▸ Set problem
From the entries below, extract every line that contains the string "swimsuit". Matching is case-sensitive.

▸ Stored rows
******

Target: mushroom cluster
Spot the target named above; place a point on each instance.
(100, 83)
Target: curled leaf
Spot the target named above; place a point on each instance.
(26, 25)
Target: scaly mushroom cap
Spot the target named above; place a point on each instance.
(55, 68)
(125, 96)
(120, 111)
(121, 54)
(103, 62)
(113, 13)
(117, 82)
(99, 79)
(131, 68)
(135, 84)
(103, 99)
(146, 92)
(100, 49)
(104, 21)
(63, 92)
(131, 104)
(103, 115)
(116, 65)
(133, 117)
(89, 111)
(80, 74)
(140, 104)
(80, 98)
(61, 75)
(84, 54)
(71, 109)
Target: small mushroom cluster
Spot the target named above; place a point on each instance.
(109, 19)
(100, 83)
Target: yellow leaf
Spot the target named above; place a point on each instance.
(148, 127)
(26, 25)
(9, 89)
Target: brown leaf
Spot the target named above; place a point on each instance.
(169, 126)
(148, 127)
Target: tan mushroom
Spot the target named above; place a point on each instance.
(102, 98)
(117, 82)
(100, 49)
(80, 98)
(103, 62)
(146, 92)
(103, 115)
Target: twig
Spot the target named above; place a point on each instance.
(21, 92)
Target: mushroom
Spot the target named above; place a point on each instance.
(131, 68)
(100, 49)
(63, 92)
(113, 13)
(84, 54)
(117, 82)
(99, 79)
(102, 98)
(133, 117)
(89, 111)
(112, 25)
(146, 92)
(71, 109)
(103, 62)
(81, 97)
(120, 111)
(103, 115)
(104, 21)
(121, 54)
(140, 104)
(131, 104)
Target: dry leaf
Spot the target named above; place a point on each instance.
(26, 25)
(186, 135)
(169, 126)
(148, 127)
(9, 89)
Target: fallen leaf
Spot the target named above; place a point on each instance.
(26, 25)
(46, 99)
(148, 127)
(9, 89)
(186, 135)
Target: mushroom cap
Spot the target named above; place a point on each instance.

******

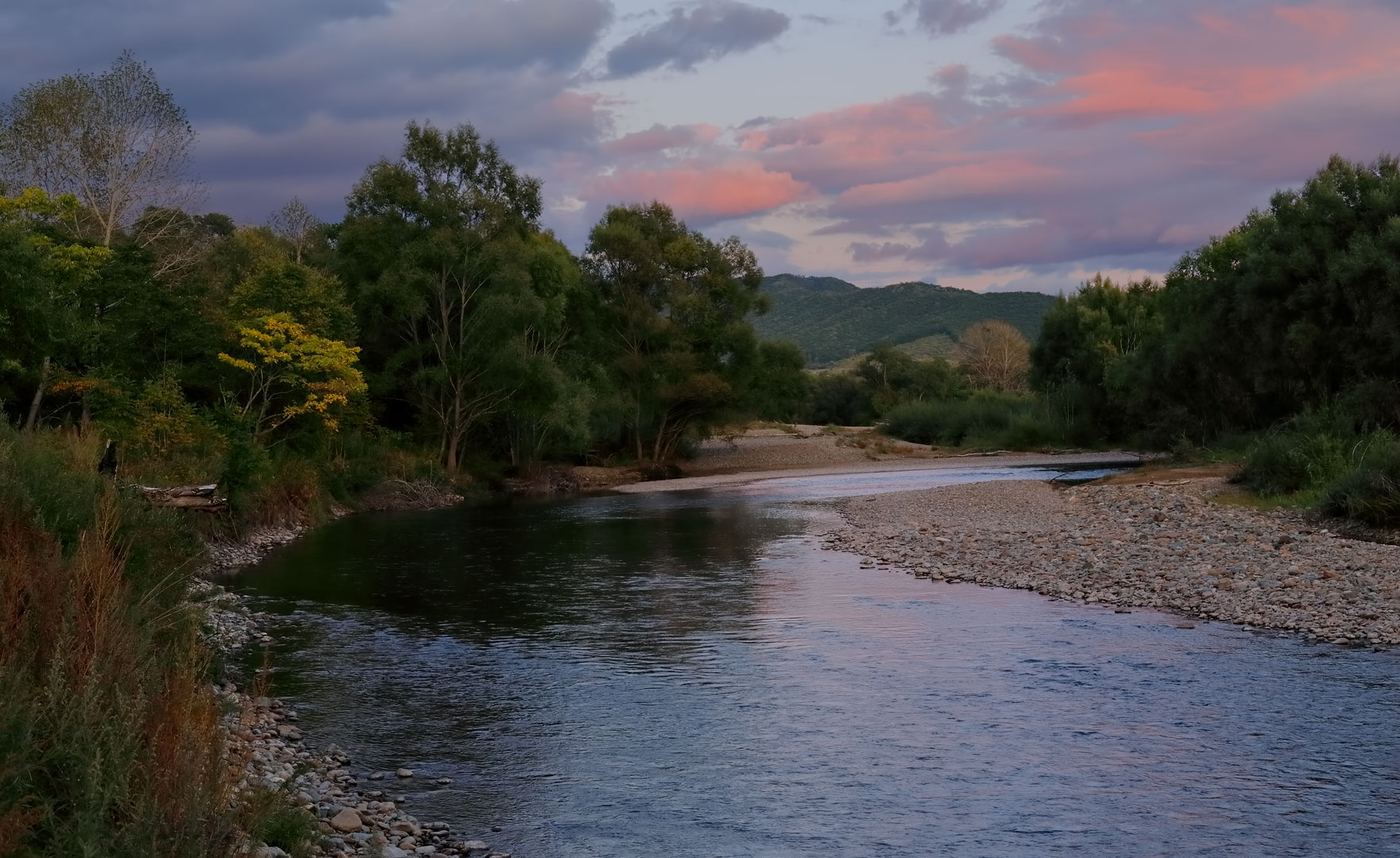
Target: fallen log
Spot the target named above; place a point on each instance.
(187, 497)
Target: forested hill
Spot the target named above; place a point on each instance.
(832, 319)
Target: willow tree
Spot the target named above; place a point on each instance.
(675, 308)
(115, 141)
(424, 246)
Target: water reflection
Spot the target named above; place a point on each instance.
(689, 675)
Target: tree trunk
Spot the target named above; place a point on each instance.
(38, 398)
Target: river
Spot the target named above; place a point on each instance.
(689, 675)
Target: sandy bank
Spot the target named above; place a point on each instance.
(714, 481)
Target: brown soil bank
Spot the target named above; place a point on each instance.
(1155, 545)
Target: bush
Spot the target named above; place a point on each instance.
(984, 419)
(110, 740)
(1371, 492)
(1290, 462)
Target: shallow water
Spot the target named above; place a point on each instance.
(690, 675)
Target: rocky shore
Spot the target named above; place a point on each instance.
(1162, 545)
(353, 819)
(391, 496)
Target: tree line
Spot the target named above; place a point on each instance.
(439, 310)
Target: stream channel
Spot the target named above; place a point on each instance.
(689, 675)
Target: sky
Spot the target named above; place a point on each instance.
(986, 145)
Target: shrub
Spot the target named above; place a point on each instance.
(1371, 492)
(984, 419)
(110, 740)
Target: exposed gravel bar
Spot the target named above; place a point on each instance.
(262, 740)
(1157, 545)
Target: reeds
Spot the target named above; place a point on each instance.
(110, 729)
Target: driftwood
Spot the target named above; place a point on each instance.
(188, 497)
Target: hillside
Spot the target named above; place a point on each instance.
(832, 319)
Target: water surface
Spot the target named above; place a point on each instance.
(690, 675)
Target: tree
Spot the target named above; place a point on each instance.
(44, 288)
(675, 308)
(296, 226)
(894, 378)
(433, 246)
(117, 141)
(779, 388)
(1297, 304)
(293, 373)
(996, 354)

******

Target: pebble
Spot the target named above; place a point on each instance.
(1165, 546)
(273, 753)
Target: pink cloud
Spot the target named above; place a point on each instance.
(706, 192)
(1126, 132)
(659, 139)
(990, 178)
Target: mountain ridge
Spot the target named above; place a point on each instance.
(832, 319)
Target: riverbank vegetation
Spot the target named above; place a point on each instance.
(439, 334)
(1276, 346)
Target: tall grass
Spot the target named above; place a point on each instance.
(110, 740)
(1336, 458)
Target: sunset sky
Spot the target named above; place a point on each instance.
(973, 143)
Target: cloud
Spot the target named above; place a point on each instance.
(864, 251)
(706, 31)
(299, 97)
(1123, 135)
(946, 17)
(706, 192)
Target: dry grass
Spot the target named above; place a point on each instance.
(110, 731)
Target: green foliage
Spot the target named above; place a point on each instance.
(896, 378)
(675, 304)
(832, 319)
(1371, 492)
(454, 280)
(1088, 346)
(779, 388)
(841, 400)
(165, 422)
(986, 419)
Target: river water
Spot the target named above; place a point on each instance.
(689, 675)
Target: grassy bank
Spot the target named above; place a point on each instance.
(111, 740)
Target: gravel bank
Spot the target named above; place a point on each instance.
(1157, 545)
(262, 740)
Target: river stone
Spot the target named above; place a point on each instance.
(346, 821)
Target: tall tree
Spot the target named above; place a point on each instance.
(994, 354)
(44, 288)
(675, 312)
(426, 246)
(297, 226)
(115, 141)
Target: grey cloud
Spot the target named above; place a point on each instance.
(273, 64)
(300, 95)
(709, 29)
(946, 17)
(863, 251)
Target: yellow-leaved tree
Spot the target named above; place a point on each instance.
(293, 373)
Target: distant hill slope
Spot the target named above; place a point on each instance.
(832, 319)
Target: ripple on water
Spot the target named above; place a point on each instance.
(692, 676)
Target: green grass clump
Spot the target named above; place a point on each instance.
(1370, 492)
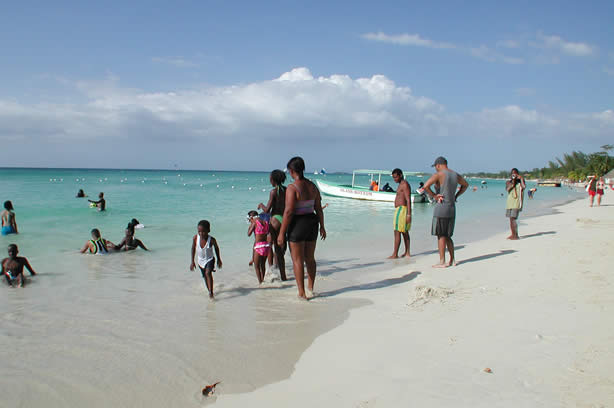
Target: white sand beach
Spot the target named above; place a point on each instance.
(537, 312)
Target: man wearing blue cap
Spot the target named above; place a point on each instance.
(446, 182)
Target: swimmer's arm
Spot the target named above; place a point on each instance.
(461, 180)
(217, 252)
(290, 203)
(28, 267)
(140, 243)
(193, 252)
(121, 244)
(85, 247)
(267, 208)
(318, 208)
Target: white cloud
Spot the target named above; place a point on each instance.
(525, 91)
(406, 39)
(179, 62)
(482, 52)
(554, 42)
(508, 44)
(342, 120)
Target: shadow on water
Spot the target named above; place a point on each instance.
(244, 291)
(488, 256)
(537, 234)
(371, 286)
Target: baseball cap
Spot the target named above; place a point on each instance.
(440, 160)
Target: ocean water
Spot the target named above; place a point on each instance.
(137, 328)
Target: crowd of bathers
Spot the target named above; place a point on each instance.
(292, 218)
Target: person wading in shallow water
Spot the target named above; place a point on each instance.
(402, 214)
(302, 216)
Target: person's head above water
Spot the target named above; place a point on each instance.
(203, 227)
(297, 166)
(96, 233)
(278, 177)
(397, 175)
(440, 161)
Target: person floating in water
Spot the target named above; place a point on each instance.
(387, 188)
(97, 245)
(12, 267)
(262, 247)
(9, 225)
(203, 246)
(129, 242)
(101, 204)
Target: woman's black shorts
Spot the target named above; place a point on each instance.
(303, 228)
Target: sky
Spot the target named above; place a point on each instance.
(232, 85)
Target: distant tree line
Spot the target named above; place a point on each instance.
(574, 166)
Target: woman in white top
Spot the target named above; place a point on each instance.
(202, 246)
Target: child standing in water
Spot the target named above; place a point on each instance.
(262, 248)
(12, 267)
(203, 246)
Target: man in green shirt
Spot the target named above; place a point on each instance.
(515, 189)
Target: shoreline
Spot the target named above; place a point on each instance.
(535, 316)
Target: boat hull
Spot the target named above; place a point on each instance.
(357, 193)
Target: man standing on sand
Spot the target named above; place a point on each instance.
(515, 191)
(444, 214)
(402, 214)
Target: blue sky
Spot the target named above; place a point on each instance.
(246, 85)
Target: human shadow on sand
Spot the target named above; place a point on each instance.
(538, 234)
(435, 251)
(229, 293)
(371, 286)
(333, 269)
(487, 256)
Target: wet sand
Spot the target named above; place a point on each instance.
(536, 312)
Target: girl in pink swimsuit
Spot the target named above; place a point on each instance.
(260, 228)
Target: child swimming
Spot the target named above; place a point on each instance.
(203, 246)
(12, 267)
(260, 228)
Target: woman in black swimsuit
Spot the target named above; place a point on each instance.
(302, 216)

******

▸ Solution to this exercise
Target: girl in pink swimsuit
Target: woman in black swimsuit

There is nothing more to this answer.